--- Excerpted data Enclosed Below ---

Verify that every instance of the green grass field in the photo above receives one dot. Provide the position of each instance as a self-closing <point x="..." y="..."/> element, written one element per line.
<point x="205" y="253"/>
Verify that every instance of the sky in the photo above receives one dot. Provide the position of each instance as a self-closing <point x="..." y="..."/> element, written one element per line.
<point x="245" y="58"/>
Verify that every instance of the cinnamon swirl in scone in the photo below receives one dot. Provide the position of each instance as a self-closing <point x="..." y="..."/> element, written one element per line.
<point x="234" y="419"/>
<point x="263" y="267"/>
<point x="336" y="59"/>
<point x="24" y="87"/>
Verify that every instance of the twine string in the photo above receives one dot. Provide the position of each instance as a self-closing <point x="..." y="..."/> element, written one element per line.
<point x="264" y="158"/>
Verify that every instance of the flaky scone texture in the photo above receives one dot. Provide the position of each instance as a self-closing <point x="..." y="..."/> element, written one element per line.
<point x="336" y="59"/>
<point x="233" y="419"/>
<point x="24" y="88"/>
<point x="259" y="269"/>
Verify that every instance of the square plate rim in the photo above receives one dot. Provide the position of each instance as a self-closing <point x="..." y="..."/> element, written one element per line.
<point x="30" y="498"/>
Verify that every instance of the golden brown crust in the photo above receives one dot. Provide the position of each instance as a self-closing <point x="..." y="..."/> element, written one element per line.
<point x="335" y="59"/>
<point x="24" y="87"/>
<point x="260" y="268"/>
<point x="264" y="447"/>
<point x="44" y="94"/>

--- End of Enclosed Excerpted data ---

Your response must contain all of the records, copied exactly.

Verify that every instance of the green grass field in the photo above receives one dot. Provide the position of each instance as a self-closing <point x="..." y="..."/> element, written one element per line.
<point x="205" y="253"/>
Verify that every instance of the sky in the photo above receives one dot. Provide the position of each instance as a self-closing <point x="..." y="..."/> element, written one element per line.
<point x="245" y="58"/>
Verify that every instance of the cinnamon swirl in scone in the photo below receives one dot. Provide the position of each instance as a self-closing <point x="..." y="..."/> element, written one element per line.
<point x="234" y="419"/>
<point x="263" y="267"/>
<point x="336" y="59"/>
<point x="24" y="87"/>
Verify that every instance of the twine string in the photo above receives one dot. Provide the position of each instance as a self-closing <point x="..." y="..."/> element, written one element per line.
<point x="264" y="158"/>
Verify that every instance of the flaky scone texture in the photo above receives one dot. Provide the position of each instance as a self-closing <point x="..." y="..."/> element, written one element per line.
<point x="336" y="59"/>
<point x="233" y="419"/>
<point x="24" y="88"/>
<point x="259" y="269"/>
Verify that every instance of the square plate rim in the photo above receives one dot. Provide the position of each instance as a self-closing <point x="..." y="..."/> element, written one element per line.
<point x="30" y="498"/>
Verify that every instance of the golden brown crust in the photo above receives one dot. Provide the position of each instance as a self-closing <point x="..." y="..."/> element, written one element per line.
<point x="335" y="59"/>
<point x="24" y="87"/>
<point x="260" y="268"/>
<point x="264" y="447"/>
<point x="44" y="94"/>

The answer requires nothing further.